▶ **Brief**: Retype the whole listing, please, keeping every line exact and dropping the pictures.

Collected data:
━━━━
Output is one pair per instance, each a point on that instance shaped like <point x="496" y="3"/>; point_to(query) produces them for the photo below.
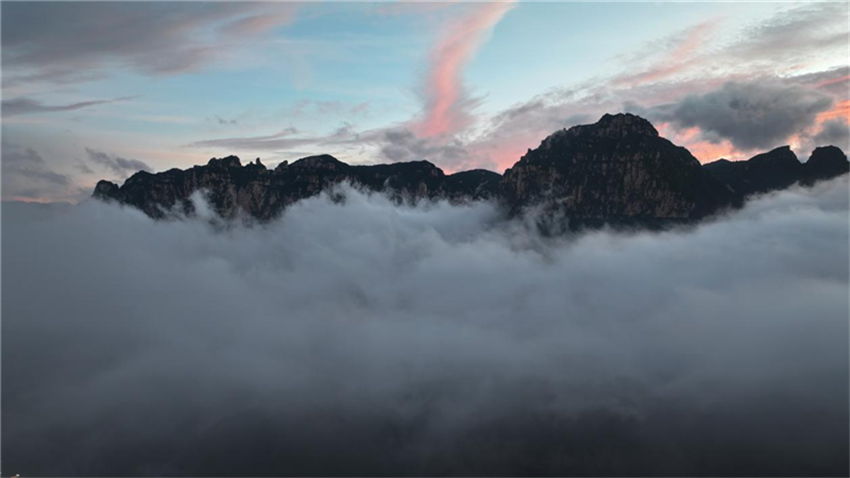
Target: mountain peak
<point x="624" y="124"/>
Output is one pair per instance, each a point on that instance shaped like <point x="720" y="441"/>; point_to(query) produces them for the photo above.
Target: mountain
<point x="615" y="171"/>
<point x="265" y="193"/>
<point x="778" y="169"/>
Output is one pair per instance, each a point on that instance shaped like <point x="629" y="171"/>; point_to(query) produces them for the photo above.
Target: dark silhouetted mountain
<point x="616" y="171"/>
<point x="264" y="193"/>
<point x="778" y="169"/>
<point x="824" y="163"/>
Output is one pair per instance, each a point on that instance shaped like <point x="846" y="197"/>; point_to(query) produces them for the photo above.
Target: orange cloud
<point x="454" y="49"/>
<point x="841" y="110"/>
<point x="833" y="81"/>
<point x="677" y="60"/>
━━━━
▶ **Written response**:
Output is one pair per instance, each a point on that instance shaped like <point x="496" y="3"/>; point_to(query) produces them for the photo below.
Target: mountain peak
<point x="624" y="124"/>
Output is one pair per instance, each a point on that instance shaped like <point x="720" y="441"/>; point_to(query) produces them for the photo above.
Target: mountain
<point x="615" y="171"/>
<point x="265" y="193"/>
<point x="778" y="169"/>
Output is one pair per instance, each a point on that instance shaped like <point x="629" y="171"/>; point_to(query) produces them for the photo above.
Target: dark silhouetted mountain
<point x="616" y="171"/>
<point x="264" y="193"/>
<point x="778" y="169"/>
<point x="824" y="163"/>
Output is one pair per instance, each a point on that instance shaped like <point x="846" y="197"/>; point_to(query) produces them for the photo above.
Target: orange cloud
<point x="454" y="49"/>
<point x="841" y="110"/>
<point x="833" y="81"/>
<point x="677" y="60"/>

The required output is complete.